[What to work on]:
Rewrite the records from the line that contains "target | hat brim" through the end of the records, replacing "locate" with "find" and leaving everything else unchanged. Return only those lines.

[Record excerpts]:
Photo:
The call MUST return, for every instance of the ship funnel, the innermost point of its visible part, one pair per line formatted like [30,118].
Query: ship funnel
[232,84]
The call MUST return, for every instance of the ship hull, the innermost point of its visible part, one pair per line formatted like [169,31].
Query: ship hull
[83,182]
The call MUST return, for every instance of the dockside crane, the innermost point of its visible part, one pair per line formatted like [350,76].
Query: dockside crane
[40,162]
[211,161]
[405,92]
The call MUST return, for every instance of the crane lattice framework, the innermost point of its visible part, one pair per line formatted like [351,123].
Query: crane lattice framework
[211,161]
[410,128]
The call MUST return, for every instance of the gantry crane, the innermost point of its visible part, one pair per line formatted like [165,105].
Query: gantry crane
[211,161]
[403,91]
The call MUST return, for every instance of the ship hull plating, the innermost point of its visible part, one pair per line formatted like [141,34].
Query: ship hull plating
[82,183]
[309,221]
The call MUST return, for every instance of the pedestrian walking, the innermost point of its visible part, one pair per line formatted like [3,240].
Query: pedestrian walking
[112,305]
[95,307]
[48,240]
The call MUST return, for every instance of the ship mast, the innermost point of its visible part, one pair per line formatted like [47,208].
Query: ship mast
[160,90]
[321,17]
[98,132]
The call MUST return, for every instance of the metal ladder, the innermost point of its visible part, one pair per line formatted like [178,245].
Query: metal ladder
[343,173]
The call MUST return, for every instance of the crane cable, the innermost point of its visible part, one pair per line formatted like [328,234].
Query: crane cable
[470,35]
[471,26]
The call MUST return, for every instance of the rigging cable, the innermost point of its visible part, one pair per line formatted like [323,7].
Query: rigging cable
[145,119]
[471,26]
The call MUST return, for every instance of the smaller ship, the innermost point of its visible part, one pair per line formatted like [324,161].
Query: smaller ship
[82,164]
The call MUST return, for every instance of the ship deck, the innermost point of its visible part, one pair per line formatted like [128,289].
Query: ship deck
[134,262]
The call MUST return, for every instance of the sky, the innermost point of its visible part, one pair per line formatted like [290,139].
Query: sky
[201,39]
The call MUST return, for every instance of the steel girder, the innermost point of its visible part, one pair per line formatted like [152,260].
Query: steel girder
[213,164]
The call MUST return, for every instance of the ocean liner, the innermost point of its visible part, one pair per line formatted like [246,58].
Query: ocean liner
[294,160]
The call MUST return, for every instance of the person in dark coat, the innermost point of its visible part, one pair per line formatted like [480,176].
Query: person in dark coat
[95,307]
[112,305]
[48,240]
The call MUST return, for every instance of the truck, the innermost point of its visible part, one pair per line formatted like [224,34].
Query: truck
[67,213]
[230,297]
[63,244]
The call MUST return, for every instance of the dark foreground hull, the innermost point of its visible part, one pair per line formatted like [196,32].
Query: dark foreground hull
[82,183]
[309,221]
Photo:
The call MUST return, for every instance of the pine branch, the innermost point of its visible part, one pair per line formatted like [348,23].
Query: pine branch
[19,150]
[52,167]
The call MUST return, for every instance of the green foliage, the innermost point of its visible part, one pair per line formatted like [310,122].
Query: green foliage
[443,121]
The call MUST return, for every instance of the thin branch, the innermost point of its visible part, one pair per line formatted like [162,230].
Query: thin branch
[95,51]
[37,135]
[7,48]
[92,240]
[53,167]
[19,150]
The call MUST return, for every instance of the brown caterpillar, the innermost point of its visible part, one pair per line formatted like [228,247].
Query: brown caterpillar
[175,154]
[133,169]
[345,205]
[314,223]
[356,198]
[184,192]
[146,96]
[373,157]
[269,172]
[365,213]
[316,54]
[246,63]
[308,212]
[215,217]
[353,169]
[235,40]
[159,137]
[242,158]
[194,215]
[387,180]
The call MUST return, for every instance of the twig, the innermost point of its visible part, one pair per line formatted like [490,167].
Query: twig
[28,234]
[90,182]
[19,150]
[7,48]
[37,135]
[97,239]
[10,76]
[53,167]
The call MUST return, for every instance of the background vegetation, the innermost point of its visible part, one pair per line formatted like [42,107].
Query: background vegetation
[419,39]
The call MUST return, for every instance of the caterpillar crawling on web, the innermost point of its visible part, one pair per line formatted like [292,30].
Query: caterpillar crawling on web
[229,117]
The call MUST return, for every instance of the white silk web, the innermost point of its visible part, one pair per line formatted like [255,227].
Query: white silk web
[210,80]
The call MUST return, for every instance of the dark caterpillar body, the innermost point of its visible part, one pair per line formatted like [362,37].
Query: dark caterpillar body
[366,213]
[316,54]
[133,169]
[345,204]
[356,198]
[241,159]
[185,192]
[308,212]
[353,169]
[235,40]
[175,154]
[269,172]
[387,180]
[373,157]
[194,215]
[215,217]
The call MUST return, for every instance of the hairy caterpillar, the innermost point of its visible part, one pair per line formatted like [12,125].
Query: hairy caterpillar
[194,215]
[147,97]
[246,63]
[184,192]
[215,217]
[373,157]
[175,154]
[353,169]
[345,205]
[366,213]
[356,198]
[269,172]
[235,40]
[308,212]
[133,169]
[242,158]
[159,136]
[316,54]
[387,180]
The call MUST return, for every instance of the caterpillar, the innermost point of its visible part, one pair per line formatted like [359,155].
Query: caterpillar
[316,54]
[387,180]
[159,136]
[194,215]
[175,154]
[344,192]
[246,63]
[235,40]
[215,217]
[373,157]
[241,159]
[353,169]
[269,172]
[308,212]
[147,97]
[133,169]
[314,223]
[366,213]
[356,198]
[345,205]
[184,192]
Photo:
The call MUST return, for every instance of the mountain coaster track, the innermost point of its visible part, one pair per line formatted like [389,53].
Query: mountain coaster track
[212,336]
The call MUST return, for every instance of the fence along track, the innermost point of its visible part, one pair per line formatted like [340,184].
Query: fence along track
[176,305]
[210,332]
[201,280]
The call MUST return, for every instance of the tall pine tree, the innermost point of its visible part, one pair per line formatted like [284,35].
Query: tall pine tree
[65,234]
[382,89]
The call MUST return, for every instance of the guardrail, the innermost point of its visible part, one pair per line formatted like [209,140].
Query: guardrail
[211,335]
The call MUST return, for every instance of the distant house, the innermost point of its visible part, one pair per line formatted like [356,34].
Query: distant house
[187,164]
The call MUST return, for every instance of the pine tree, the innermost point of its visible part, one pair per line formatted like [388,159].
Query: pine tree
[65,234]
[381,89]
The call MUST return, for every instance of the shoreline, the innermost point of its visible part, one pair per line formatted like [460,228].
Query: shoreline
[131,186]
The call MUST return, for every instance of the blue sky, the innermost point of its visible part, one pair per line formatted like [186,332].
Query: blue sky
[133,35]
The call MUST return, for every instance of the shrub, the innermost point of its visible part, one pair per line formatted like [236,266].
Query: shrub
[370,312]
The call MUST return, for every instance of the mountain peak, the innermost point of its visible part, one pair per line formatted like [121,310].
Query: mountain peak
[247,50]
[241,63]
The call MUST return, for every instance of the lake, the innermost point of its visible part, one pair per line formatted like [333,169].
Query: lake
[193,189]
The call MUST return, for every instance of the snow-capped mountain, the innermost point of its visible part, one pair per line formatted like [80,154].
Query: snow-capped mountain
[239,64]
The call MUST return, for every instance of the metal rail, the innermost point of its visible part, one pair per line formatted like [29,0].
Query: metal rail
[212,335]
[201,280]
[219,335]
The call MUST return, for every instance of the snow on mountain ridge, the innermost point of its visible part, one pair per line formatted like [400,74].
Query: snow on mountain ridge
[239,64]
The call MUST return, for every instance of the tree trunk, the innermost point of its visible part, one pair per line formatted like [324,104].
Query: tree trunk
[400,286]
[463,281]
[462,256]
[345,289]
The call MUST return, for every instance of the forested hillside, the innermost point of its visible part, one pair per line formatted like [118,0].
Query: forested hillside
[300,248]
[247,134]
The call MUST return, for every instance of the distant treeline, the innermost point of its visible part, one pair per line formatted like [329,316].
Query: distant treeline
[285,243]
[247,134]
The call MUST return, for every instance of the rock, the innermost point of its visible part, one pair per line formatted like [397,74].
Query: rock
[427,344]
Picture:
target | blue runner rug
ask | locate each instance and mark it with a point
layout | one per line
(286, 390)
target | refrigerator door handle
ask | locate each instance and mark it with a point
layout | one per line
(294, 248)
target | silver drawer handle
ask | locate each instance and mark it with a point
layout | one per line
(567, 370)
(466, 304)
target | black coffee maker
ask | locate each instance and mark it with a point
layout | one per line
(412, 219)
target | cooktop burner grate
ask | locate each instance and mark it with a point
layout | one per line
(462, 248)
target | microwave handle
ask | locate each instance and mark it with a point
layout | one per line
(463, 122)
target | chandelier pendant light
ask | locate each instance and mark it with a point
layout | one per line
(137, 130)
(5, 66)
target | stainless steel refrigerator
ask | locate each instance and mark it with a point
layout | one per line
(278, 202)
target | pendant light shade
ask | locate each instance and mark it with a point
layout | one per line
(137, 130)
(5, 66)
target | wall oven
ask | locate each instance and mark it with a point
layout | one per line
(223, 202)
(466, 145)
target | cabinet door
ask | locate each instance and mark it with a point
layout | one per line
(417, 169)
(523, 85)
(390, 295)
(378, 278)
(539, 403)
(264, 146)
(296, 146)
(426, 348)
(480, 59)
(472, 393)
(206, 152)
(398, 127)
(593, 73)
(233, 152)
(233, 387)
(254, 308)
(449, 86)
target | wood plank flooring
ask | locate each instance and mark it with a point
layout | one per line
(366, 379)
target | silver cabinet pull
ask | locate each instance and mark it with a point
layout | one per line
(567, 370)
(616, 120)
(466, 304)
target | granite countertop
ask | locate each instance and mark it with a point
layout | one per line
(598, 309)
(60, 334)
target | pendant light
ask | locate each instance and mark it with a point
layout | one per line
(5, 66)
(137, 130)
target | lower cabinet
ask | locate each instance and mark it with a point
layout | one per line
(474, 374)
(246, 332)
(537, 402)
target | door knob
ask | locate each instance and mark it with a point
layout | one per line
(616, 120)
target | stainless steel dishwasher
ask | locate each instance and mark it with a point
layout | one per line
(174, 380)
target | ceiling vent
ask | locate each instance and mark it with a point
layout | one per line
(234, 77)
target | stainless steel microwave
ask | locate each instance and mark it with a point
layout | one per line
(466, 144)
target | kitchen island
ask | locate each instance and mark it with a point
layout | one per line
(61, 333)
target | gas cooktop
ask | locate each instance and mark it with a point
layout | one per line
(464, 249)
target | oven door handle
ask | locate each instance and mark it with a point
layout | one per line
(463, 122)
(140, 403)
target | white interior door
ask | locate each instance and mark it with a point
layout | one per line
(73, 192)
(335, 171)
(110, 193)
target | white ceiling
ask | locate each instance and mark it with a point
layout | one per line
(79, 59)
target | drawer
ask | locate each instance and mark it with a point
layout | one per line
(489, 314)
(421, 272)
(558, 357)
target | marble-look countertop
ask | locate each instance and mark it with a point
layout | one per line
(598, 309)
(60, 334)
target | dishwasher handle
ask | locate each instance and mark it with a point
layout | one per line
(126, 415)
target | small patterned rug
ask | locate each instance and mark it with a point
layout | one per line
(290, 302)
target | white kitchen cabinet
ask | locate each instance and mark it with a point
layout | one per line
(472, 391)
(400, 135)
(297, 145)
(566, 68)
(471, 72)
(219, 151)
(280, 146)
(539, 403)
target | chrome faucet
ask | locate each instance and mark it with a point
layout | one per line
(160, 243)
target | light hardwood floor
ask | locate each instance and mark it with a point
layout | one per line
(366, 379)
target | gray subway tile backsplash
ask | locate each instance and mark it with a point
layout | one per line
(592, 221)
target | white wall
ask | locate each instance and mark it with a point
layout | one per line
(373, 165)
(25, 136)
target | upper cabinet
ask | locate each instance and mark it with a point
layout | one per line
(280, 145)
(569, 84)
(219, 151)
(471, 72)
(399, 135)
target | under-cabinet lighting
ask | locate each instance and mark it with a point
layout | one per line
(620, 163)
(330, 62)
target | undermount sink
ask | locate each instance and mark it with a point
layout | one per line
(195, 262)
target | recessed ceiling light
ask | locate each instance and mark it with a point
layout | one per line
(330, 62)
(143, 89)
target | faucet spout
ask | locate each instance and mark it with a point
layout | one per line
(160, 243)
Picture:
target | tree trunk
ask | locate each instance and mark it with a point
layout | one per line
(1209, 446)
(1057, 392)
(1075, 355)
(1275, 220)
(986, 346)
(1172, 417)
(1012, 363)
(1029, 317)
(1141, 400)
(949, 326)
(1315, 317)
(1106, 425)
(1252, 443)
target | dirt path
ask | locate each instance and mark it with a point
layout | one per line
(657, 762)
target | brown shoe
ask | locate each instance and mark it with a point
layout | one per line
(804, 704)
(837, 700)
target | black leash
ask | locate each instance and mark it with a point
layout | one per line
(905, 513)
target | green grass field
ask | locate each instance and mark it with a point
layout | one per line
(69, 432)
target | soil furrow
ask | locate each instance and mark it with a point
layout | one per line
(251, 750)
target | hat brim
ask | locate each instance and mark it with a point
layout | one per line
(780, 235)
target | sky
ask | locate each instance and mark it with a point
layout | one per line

[Full answer]:
target | hat brim
ask | find each instance and mark it with a point
layout | one per line
(780, 235)
target | sky
ask | find each instance and mark it with a point
layout | one per line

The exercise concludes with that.